§ **Consigne**
Citez intégralement et à l'identique les données qui suivent, sans reprendre les images.

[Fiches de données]

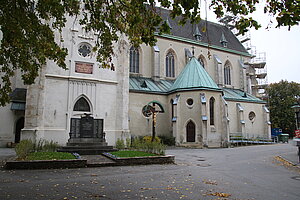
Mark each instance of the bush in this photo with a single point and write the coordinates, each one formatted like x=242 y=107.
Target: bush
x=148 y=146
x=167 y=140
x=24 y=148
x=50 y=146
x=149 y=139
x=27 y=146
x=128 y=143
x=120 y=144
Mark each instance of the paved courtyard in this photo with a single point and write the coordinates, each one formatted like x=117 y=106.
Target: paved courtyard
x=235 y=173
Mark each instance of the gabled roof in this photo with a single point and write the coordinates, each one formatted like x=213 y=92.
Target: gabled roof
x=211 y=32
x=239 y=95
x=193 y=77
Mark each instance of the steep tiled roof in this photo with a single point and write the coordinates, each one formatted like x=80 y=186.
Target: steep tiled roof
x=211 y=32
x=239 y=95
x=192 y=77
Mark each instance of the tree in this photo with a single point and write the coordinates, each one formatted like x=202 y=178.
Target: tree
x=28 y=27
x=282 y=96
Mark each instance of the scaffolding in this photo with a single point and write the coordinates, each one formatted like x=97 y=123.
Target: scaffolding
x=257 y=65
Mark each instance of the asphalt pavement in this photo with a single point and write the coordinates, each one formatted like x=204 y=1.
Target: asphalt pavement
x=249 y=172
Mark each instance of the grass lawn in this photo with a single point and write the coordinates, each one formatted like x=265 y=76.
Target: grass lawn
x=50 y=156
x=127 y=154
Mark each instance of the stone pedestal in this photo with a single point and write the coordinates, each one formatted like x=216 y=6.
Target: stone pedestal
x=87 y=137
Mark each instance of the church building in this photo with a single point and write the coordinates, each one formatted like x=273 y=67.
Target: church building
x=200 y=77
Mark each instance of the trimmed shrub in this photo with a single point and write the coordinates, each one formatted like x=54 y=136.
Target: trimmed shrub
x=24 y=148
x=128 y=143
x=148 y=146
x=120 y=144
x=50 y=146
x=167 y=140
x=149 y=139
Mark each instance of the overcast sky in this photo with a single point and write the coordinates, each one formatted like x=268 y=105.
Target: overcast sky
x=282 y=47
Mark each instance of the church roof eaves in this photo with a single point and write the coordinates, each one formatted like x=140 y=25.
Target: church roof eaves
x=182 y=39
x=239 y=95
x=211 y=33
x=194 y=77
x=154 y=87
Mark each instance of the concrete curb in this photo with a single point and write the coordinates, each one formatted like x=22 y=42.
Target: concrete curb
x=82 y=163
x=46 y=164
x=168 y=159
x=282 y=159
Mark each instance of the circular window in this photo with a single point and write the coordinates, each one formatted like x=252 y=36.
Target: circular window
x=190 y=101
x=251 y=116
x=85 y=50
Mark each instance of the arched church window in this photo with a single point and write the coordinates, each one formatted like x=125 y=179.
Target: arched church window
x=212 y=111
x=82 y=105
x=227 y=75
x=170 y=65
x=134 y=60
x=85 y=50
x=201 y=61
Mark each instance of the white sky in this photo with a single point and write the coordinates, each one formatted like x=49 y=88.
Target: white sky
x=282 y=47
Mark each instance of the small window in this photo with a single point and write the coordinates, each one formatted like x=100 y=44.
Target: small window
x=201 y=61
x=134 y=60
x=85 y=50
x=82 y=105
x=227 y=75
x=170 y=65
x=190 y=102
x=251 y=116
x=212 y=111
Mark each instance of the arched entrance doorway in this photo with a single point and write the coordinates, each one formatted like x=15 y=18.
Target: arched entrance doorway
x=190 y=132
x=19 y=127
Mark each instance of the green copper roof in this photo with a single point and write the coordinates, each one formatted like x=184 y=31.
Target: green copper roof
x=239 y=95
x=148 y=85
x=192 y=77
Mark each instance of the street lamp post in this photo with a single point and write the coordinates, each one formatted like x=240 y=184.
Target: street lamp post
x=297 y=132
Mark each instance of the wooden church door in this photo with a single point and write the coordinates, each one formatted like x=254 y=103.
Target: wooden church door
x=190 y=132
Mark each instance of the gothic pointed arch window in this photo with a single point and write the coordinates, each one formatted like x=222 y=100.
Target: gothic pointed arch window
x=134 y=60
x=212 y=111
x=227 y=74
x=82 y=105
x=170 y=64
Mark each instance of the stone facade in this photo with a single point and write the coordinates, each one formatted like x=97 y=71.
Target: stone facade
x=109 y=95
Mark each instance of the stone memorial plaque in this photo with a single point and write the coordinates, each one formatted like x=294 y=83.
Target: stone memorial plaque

§ **Corrigé**
Mark each instance of the bush in this photo with a single point and write the coordinates, each one formatted like x=242 y=107.
Target: bush
x=148 y=146
x=167 y=140
x=24 y=148
x=50 y=146
x=149 y=139
x=27 y=146
x=128 y=143
x=120 y=144
Mark each instance of the paved courtyard in this photo with a single point and write the coordinates, each one formatted like x=117 y=106.
Target: paved courtyard
x=235 y=173
Mark each instance of the gabled roof in this photo with a single point and write the coordinates, each one formatted like x=213 y=92.
Target: gabled roof
x=211 y=32
x=239 y=95
x=193 y=77
Mark each instance of the steep tiled roof in this photo with a single point and write the coordinates, each one formatted like x=80 y=186.
Target: steep tiled roof
x=211 y=32
x=239 y=95
x=192 y=77
Mark each instance of the tree in this photo with a single point and write the coordinates, each one formatted like x=202 y=178.
Target: tree
x=28 y=27
x=282 y=96
Mark each instance of the scaffolding in this photo with a single point and write the coordinates, each one formatted like x=97 y=123.
Target: scaffolding
x=257 y=65
Mark each instance of the asphalt pavement in this photo with a single point and write the coordinates, each one formatted like x=204 y=1.
Target: asphalt pavement
x=249 y=172
Mark each instance of the grass lawn in this photo with a single point and write the coordinates, each one formatted like x=265 y=76.
Target: grass lawn
x=50 y=156
x=127 y=154
Mark each instance of the stone pedestal in this photo with a single point and write the coordinates, each one formatted like x=216 y=6.
Target: stone pedestal
x=87 y=137
Mark each instance of the church building in this photo with a single point and write the coordinates, each one formatted like x=273 y=67.
Target: church building
x=200 y=77
Mark each instance of the trimmed shrub in this photo with a single point and write the coordinates, each one formatted like x=54 y=136.
Target: trimmed shrub
x=24 y=148
x=128 y=143
x=148 y=146
x=120 y=144
x=50 y=146
x=167 y=140
x=149 y=139
Mark each instance of the overcast sky in this photo with a single point and write the coordinates, each one formatted like x=268 y=105.
Target: overcast sky
x=282 y=47
Mark each instance of the church roof eaves in this photo with a single point and write the coordinates, each one formatted like x=140 y=25.
Target: church roof eaves
x=182 y=39
x=239 y=95
x=211 y=33
x=194 y=77
x=154 y=87
Mark each instance of the concrete curb in this photo with a single point and write the coordinates, each one formatted like x=22 y=42.
Target: concrete curb
x=82 y=163
x=46 y=164
x=168 y=159
x=282 y=159
Mark each instance of the circular window in this photo with a single point and write the coordinates, each one formatted like x=252 y=36.
Target: circular window
x=190 y=101
x=251 y=116
x=85 y=50
Mark each instance of the arched church window in this photo with a single point and write the coordinates, each one formatted like x=125 y=179.
Target: arched church window
x=212 y=111
x=82 y=105
x=227 y=75
x=170 y=65
x=134 y=60
x=85 y=50
x=201 y=61
Mark each instance of the white sky in this photo with a single point and write the coordinates, each one formatted like x=49 y=88.
Target: white sky
x=282 y=47
Mark each instance of the small window in this photo with a single point and write the coordinates, each one formatted like x=100 y=44.
Target: small window
x=201 y=61
x=134 y=60
x=85 y=50
x=82 y=105
x=227 y=75
x=170 y=65
x=190 y=102
x=251 y=116
x=212 y=111
Mark each instance of the arched entrance doorway in this photo with a single point and write the coordinates, each one formatted like x=15 y=18.
Target: arched entrance doorway
x=190 y=132
x=19 y=127
Mark each instance of the green copper roof in this photo with a single point and write the coordinates, each one formatted like x=184 y=31.
Target: green copper roof
x=239 y=95
x=148 y=85
x=192 y=77
Mark each instance of the street lamp post in this photo with a single point and write the coordinates, each one formatted like x=240 y=184.
Target: street lamp post
x=297 y=132
Mark each instance of the wooden church door in this photo with a single point and write the coordinates, each one formatted like x=254 y=103.
Target: wooden church door
x=190 y=132
Mark each instance of the gothic pointed arch window in this photo with a single point and write the coordinates, each one formatted like x=222 y=100.
Target: gothic pointed arch window
x=134 y=60
x=212 y=111
x=227 y=74
x=82 y=105
x=170 y=64
Mark each instance of the stone facade in this photo with a single point and write the coordinates, each one formatted like x=97 y=71.
Target: stone facade
x=109 y=95
Mark each instance of the stone memorial plaque in this photo with a single point and write the coordinates, each one formatted like x=294 y=83.
Target: stone memorial plaque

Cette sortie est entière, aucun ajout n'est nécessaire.